• **Exercise instructions**: The full listing should be duplicated word for word.

• **Recorded data**:
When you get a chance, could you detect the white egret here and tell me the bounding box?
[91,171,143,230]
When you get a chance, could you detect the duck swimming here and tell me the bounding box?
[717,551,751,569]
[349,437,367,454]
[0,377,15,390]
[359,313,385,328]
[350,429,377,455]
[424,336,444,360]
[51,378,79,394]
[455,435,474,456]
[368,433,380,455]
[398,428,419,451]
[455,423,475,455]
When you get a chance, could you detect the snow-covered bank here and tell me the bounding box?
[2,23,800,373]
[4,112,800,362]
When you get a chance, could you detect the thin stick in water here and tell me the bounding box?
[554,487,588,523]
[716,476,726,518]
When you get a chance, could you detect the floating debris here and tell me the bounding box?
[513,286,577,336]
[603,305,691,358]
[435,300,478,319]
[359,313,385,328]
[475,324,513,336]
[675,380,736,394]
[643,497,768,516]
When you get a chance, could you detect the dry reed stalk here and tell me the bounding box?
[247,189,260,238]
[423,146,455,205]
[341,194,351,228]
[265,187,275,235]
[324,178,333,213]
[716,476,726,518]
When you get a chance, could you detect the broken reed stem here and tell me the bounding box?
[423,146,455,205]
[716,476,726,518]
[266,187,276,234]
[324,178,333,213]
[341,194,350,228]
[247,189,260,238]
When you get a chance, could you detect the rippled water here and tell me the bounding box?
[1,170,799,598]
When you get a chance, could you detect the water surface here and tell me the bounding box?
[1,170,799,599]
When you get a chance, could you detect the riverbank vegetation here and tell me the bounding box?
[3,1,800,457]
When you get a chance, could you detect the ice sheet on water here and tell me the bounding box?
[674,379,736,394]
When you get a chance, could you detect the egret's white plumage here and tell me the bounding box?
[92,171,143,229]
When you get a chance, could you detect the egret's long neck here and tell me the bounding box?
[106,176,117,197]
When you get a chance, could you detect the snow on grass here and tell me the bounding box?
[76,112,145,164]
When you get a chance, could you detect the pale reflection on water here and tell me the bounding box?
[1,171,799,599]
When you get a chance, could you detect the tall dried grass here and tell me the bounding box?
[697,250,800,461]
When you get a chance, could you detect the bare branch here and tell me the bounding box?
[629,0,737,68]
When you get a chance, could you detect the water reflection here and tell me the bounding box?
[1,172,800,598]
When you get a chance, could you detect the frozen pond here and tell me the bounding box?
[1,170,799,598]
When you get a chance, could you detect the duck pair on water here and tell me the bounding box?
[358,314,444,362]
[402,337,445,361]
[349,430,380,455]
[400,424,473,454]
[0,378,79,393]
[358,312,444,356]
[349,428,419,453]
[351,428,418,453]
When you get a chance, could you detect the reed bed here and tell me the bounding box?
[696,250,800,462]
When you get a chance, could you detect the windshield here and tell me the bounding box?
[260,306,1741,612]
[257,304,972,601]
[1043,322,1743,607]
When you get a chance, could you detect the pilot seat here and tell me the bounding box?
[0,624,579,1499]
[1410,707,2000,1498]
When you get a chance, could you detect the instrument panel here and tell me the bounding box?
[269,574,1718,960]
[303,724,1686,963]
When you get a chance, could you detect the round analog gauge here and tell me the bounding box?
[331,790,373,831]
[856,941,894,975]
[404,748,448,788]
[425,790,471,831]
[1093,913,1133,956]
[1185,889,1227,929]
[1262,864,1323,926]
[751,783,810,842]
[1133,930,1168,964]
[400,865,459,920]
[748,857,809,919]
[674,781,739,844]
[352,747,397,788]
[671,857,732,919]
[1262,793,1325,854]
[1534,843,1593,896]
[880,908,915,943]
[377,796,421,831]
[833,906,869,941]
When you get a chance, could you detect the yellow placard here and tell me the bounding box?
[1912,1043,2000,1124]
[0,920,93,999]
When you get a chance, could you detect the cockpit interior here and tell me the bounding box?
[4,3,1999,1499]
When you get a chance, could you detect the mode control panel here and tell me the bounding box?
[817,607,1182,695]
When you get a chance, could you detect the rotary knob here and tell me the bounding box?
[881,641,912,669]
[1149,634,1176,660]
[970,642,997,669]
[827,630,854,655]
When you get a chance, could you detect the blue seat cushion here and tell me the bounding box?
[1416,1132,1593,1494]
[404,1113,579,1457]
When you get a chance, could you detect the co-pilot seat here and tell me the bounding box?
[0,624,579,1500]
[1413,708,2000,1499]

• **Task answer**:
When you get a chance, could you detect the white egret here and tell me the bounding box?
[91,171,143,230]
When you get a chance, could you detect the duck swimming here and tell me the bounding box?
[717,551,751,569]
[349,437,367,454]
[0,377,15,390]
[359,313,385,328]
[350,429,377,455]
[424,336,444,360]
[51,378,79,394]
[455,435,474,456]
[368,433,380,455]
[398,428,419,451]
[455,423,475,455]
When you get a chance, could you detect the snow-covered bank here and tell me the bounding box?
[2,23,800,373]
[4,112,800,362]
When you get a chance, could you detect the thin stick in water here and tell me the bounding box?
[554,487,588,523]
[716,476,726,518]
When you get a chance, could you detect the floating debris here and tell me the bounding box?
[513,286,577,336]
[603,305,691,358]
[435,300,478,319]
[359,313,385,328]
[475,324,513,336]
[675,380,736,394]
[643,497,768,516]
When you get a chance, could you detect the dry reed stalk here and tell me the bounding box?
[247,189,260,238]
[423,146,455,205]
[341,194,351,228]
[265,187,275,235]
[324,178,333,213]
[716,476,726,518]
When you get a chance, could you detect the broken reed stem here and tell me the bounding box?
[423,146,455,205]
[716,476,726,518]
[266,187,276,234]
[324,178,333,213]
[341,194,350,228]
[247,189,260,238]
When you get a chance, could you detect the rippled water here and tell me the bounding box?
[1,170,799,598]
When you get a chance, could you detect the water surface here and tell me the bounding box?
[1,170,799,599]
When you get a chance, could you detect the riverbank vegetation here and tell me the bounding box?
[3,1,800,457]
When you get a chance, could you detect the ice sheet on water here and tell me the bounding box?
[674,379,736,394]
When you get a chance, could you detect the egret's white plumage here and tell me the bounding box?
[92,171,143,229]
When you get a chance, could you detect the egret's long neck here and tell me the bounding box?
[106,176,117,197]
When you get a chance, could you detect the snow on grass here and tell me the bounding box?
[76,112,145,164]
When you get a chance, could you detect the pale reflection on water here and tell me the bounding box?
[1,171,799,599]
When you get a chance, could you detect the tall dried grass here and tell me the bounding box?
[697,250,800,461]
When you get a chance, could you detect the bare branch here and tell me the bounding box?
[629,0,737,68]
When you get a chance, could you detect the water reflection here and tell me the bounding box?
[1,172,800,598]
When you get a chance, could you detect the frozen pond here and tell me the bounding box?
[1,170,799,598]
When you get a chance, could you detect the duck pair on water here and tell me the bounding box?
[358,314,444,362]
[402,337,445,361]
[349,430,380,455]
[400,424,473,454]
[0,378,79,393]
[358,312,444,356]
[349,428,419,453]
[351,428,418,453]
When you get a chance, could you detect the reed bed here and tell me the bounding box?
[696,250,800,462]
When you get a chance, could you detect the windshield here and tell me the bounding box?
[260,306,1741,612]
[257,304,972,601]
[1043,322,1743,607]
When you get a chance, could you detect the pilot seat here and tell me the bounding box?
[0,624,579,1499]
[1410,707,2000,1498]
When you get a chance, could you detect the instrument panel here and tell me the bounding box?
[269,574,1718,960]
[303,724,1686,963]
When you get a chance, could you detect the round analog gauge here and tell me the bounding box?
[331,790,373,831]
[856,941,894,975]
[404,748,448,788]
[425,790,471,831]
[1093,913,1133,956]
[1185,889,1227,929]
[1262,864,1323,926]
[751,783,810,842]
[1133,930,1168,964]
[400,865,459,920]
[748,857,809,919]
[674,781,739,844]
[352,747,397,788]
[671,857,732,919]
[1262,793,1325,854]
[1534,843,1593,896]
[880,908,915,943]
[377,796,421,831]
[833,906,869,941]
When you get a chance, could you detect the yellow placard here and tell me the bounding box?
[1912,1043,2000,1124]
[0,920,93,999]
When you get a chance, could you detect the cockpit interior here and tell me the bounding box?
[4,3,1999,1499]
When you get a chance, could you detect the mode control panel here and tell me the bounding box?
[817,607,1182,695]
When you get a chance, could you detect the rotary knob here and tell me the bounding box?
[881,641,912,669]
[1149,634,1176,660]
[970,642,997,669]
[827,630,854,655]
When you get a chance, could you detect the blue seat cushion here and tell me the bounding box?
[1416,1132,1593,1494]
[404,1113,579,1457]
When you get a chance, could you detect the co-pilot seat here and tell me the bounding box?
[0,624,579,1500]
[1413,708,2000,1499]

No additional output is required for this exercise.